=== Section Start ===

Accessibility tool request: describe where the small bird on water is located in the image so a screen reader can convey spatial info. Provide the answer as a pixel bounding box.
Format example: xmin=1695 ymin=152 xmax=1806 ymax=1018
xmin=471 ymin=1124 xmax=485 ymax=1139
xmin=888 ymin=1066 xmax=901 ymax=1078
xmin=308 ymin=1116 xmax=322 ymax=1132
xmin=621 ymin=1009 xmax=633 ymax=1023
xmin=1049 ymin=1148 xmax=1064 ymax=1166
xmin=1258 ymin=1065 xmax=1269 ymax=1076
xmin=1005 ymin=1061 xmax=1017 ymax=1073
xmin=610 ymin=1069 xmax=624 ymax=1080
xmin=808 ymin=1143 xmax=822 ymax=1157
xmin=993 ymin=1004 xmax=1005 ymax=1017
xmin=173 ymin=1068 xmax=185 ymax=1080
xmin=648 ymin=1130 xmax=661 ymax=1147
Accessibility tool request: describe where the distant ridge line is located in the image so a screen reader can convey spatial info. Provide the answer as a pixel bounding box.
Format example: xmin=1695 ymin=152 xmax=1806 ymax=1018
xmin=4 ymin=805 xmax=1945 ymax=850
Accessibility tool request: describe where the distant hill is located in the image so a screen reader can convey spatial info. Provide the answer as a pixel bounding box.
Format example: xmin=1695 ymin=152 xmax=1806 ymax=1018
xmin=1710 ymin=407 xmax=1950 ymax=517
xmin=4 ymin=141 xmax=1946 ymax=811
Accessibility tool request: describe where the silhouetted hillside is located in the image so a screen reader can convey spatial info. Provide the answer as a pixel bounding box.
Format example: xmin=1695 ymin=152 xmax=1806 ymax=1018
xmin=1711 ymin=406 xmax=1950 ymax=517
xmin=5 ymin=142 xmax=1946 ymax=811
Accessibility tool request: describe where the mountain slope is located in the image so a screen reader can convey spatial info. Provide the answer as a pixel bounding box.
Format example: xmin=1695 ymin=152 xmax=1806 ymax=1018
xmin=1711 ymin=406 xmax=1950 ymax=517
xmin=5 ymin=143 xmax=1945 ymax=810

=== Section End ===

• [WORK INSTRUCTION]:
Would you please show every line of the material above that includes the string "distant"?

• [TASK RESULT]:
Accessibility tool request: describe where the distant ridge line is located in the image so a screen reader can convey spatial info. Provide the answer as a pixel bounding box.
Accessibility tool request: describe where the distant hill is located in the image so a screen reader can convey spatial info. Provide the answer as a pixel bounding box.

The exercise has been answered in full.